Brano fornito:
==*==

Confrontando le date si nota che la nomina ad Arcivescovo di Brindisi è il 4 luglio 1605 quando già la festa si faceva in questa data come risulta nella RELATIONE del Piccigallo pubblicata il 5 febbraio 1605: “La mia cara Patria, come ricordevole d’un sì tanto favore fa continuamente festa, e giubilo, con render grazie al Sommo monarca, ed a sua Beatiss.[ima] Madre, la quale hà voluto ingrandirla, e arricchirla di sì gran tesoro. Per questo ogni anno il dì della sua festività; qual’è la prima Domenica dopo la Santa Pasqua di Resurrettione fa bellissimi squadroni di vaghissimi, e valorosi soldati, li quali a gara l’un con l’altro, con bellissima ordinanza, con tamburi, con scoppi e con altri ordigni martiali, vi vanno à render lodi e gratie à detta Beata Vergine; Oltre; Che in sì festivo giorno vi si sparano molti maschi, e falconetti, e fulmini per l’aria, e razzi ancor vi si fanno per la buia notte. Vi [si]fa anche nobili, e ricchi apparati con sontuosi e bellissimi architravi, con molte colonne d’ordine Ionico, e belli e politi catafalchi; e gran theatri, con ordine di Corintho. (omissis); e finalmente tutto il Popolo gioisce, festeggia, giubila, e mostra allegrezza grandissima, chi con Toscane e dotte Rime, chi con argutissimi, ed eleganti versi e chi finalmente con varij Epigrammi, Panegirici, Hinni, Odi, Elegij, Emblemi, ed Imprese, che par che sentesti tanti Candidi Cigni sù 1a riva del Po, dolcemente cantare.

==*==

Voci:
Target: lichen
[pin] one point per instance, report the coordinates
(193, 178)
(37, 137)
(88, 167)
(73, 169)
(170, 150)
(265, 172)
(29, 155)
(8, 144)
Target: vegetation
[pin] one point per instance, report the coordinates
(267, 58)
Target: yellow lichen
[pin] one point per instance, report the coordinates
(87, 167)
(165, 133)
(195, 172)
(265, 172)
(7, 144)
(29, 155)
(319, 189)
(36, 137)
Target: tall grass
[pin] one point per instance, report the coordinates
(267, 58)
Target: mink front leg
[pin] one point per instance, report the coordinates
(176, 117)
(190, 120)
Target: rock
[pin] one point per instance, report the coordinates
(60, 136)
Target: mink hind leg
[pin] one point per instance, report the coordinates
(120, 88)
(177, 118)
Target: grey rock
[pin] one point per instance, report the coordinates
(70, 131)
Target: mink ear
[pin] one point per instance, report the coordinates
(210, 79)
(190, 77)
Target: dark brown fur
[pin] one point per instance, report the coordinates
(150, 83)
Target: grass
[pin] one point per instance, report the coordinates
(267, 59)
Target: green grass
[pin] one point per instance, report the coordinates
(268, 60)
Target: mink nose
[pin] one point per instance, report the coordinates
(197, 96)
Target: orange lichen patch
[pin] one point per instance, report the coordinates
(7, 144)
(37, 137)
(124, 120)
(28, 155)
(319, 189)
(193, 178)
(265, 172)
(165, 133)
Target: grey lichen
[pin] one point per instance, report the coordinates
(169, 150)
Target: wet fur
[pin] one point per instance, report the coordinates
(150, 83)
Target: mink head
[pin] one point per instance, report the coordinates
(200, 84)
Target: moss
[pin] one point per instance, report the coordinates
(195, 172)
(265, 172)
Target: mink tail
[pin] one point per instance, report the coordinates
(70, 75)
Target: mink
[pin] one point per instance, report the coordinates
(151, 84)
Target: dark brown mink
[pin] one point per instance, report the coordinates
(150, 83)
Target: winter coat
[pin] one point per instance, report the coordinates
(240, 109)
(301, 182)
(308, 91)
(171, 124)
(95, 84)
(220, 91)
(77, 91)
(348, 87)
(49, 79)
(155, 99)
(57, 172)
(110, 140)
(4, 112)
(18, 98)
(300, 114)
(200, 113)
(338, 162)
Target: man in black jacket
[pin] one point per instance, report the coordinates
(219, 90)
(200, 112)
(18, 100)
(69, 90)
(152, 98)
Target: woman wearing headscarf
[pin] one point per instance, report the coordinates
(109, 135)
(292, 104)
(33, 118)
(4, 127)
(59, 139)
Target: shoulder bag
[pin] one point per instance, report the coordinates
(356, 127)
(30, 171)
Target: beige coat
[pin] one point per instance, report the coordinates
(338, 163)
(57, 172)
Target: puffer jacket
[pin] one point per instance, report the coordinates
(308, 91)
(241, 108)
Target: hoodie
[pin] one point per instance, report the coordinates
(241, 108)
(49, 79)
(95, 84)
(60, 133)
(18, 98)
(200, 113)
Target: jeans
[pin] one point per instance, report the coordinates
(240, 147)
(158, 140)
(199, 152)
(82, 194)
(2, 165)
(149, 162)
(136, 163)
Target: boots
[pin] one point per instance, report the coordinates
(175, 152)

==*==

Problemi da risolvere:
1 - Aggiorni le righe a partire da quella che contiene "Target: hoodie" e fino all'ultima riga, sostituendo "report the coordinates" con "give the coordinates" e lasciando invariato tutto il resto.
2 - Prosegua il brano sulla festa in onore della Beata Vergine dal punto in cui si interrompe.

Risposte:
1 -
Target: hoodie
[pin] one point per instance, give the coordinates
(241, 108)
(49, 79)
(95, 84)
(60, 133)
(18, 98)
(200, 113)
Target: jeans
[pin] one point per instance, give the coordinates
(240, 147)
(158, 140)
(199, 152)
(82, 194)
(2, 165)
(149, 162)
(136, 163)
Target: boots
[pin] one point per instance, give the coordinates
(175, 152)

2 -
Li Fanciulli, e quelli più minori, e di età e ingegno non possendo con questi Cigni dolcemente cantare, vi portano in mano chi rami di palide olive, chi di stridente lauro, e chi dell’Oriental Palma. Le donne, e quasi tutte le Verginelle di bianchissime vesti adornate vanno, e offeriscono duoni al sacro Tempio. Chi rubicondi coralli, altre oriental pietre in un cerchio d’oro, altre preziose perle, e altre stimate calamite [cose attraenti], che vedresti correre à gara, così à punto come se di mezo giorno in quella parte vi apparisse qualche Cometa, che à Regi suole apportare sovente morte”.
L’attribuzione dell’istituzione della festa nel giorno della domenica in Albis viene attribuita all’Arcivescovo Giovanni Falces, ma fu sicuramente il Vicario Scolmofora e questo nel periodo di sede vacante di diciassette mesi tra la morte di Giovanni De Pedrosa avvenuta il 24 gennaio 1604 e la nomina del suo successore; poiché necessitava dell’approvazione ufficiale dell’Ordinario Diocesano, che non ci fu durante la reggenza di De Pedrosa, fu poi decretata ufficialmente dopo la nomina del nuovo arcivescovo attribuendo a questi la paternità. Possiamo dire con un buon grado di plausibilità che l’istituzione della festa da celebrarsi con data variabile in base al calendario liturgico avvenne il 1604 ed il 1605.
La processione
Sempre dalla RELATIONE del Piccigallo si apprende che già nel 1604 c’era la processione: “Per questo ogni anno il dì della sua festività; qual’è la prima Domenica dopo la Santa Pasqua di Resurrettione …” (omissis) Vi si conduce il Capitolo, e Clero della Colleggiata Chiesa di tutti Santi di Mesagne, e con solenne Processione con tutti gli ordini delle Religioni e Compagnie, ed ivi si celebra con molta sollennità di musica instrumentale e vocale 1a Santiss.[ima] Messa” Anche in due documenti successivi troviamo la conferma delle due processioni: Relazione dell’Arciprete d. Antonio Moranza rispondendo alle richieste dell’Arcivescovo Mons. Antonio Sersale (visita pastorale del mese di giugno 1744) “Die 16 mensis iunij 1744 ecc.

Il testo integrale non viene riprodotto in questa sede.